ABOUT THIS EXERCISE
Continue the post on managing AI agent work with a kanban board, picking up after its final sentence.

TEXT PROVIDED
------
The future of AI agents looks a lot like 2010.

The most useful thing I’ve done for my agent setup wasn’t a new model or a better prompt.

It was adding a kanban board.


The problem with just letting the agent run

The conversation around AI agents is almost entirely about orchestration — tool use, memory layers, multi-agent routing. Almost none of it is about managing the work.

I had the same gap. I’d open a Claude Code session, pick something to build, and let the agent run. Sometimes it worked. Often it drifted. Context would bleed between sessions. I’d come back three days later with no idea what state things were in or why something had been built the way it was.

The problem wasn’t the agent. It was that I’d stripped away every management structure from the workflow and expected nothing to change.


The kanban board

Three Markdown files and an Obsidian plugin.

Board file — the Obsidian Kanban plugin renders this as a board. Three columns: Backlog, In Progress, Done. Each card is a wikilink to a story file. Nothing else.

## Backlog
- [ ] [[CVR-019-bedrock-card-rendering|CVR-019 Replace card rendering]]
- [ ] [[CVR-020-dashboard-rollout|CVR-020 Dashboard full rollout]]

## In Progress

## Done
- [x] [[PRJ-008-deploy-pipeline|PRJ-008 Deploy pipeline refactor]]

Story files (CVR-NNN-slug.md) — one per card. Here’s the actual schema:

Status / Type / Priority / Scope / Created / Started / Completed
Goal — one sentence
Context — why this exists, what problem it solves
Acceptance Criteria
  Hard gates: binary pass/fail conditions
  Soft checks: expected-true flags, worth noting if not
Pipeline phases — which steps are in scope
Execution plan
Blocker — type / description / unblock condition
Context update checklist — what docs to update after
Work log — timestamped entries per session

Hard gates are the definition of done — the story doesn’t move until every one is checked. When something can’t proceed, the card stays in Backlog marked ⚠️ BLOCKED. The agent doesn’t silently skip or abandon — it marks, explains, and stops.

I ask Claude to tackle the next story. Stories move to In Progress as the agent works — and come back to me when they need a human call. The board can’t lie if Claude is the only thing that moves cards.

Before marking a story Done, there’s a context update step. The work log and the project’s CLAUDE.md are the place to capture what was decided and why — not just what was built. Zero checked boxes is not valid. Durable learnings don’t survive on vibes.

Nothing gets worked on without a story.


The team

The team is a Markdown file. Named roles, called at specific points in the process.

The most useful one is /refinement-team-deep — the planning council. Six sequential agents: Critic, Contrarian, Tech Lead, Software Architect, Engineering Manager, then a Revised Planner who synthesises all five. Each addresses a flaw the previous one didn’t.

Concrete example: I was redesigning a campaign analysis pipeline. The council flagged that shipping the new classification layer and the rendering change together would make it impossible to isolate regressions. The revised plan split them into separate stories — ship the classifier first in shadow mode, verify it on known cases, only then open the rendering work.
------
INFORMATION
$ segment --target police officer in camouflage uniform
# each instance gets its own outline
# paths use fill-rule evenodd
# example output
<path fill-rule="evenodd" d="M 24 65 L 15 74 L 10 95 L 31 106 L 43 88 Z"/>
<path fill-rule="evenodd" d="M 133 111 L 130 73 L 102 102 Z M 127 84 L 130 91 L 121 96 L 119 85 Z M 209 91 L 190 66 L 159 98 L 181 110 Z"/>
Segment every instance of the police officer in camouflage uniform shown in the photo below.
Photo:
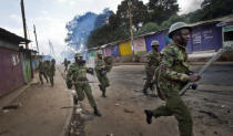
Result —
------
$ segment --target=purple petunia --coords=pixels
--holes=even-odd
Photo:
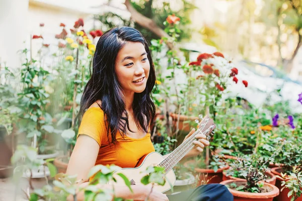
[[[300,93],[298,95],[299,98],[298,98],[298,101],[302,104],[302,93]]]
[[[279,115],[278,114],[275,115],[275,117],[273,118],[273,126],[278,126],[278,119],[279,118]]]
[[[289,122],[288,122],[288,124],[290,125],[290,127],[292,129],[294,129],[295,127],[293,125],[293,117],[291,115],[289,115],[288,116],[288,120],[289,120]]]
------
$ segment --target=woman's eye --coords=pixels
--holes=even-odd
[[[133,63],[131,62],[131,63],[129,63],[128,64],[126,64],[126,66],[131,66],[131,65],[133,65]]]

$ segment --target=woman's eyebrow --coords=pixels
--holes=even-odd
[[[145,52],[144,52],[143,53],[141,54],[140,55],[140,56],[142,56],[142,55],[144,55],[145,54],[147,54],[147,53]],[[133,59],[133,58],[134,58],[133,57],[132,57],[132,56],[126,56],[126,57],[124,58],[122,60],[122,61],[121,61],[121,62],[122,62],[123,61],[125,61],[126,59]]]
------
WRITTEN REPLY
Two minutes of latency. The output was two new stories instead of one, with clearer hard gates on each.

Orchestrator — reads the board, routes work, breaks epics into stories. Default mode.

Tech Lead — called before anything architectural ships.

Designer/ux-review before writing a line of markup.

Critic/critique for a fast single pass. Returns PROCEED / REVISE / ABORT in under a minute.


Retrospective

The next SDLC primitive I’m working on is the retro. Two experiments, both still rough:

  • A weekly review skill — a structured moment to step back, reflect on how the week went, and carry the useful parts forward.
  • An agent retro skill — pattern analysis across sessions: which skills I reach for, which tasks get repeated or abandoned, where the gaps are.

Neither is ready to share. But the direction feels right.


Where this is going

The thing that strikes me most about this setup is how familiar it feels. Backlog, stories, acceptance criteria, roles, reviews. We’ve been doing this for thirty years. AI agents didn’t invent a new way of working — they just gave us a new team to manage.

That’s the bet I’m making: the patterns from SDLC transfer, and the closer we follow them, the better agent-driven development gets. The overhead disappears. The discipline doesn’t.

The open problems remain. Context doesn’t fully survive session boundaries. Decision rationale evaporates from transcripts. Shared context across sessions and collaborators is unsolved. At AI Bar Camp Berlin last week, every room circled back to the same questions. Nobody has cracked it.

My guess is that the answers look a lot like the questions — better story handoffs, better session summaries, better ways to make the work log the source of truth. Not new paradigms. Deeper investment in the old ones. But I’m genuinely not sure.

The kanban board is embarrassingly low-tech. That’s the point.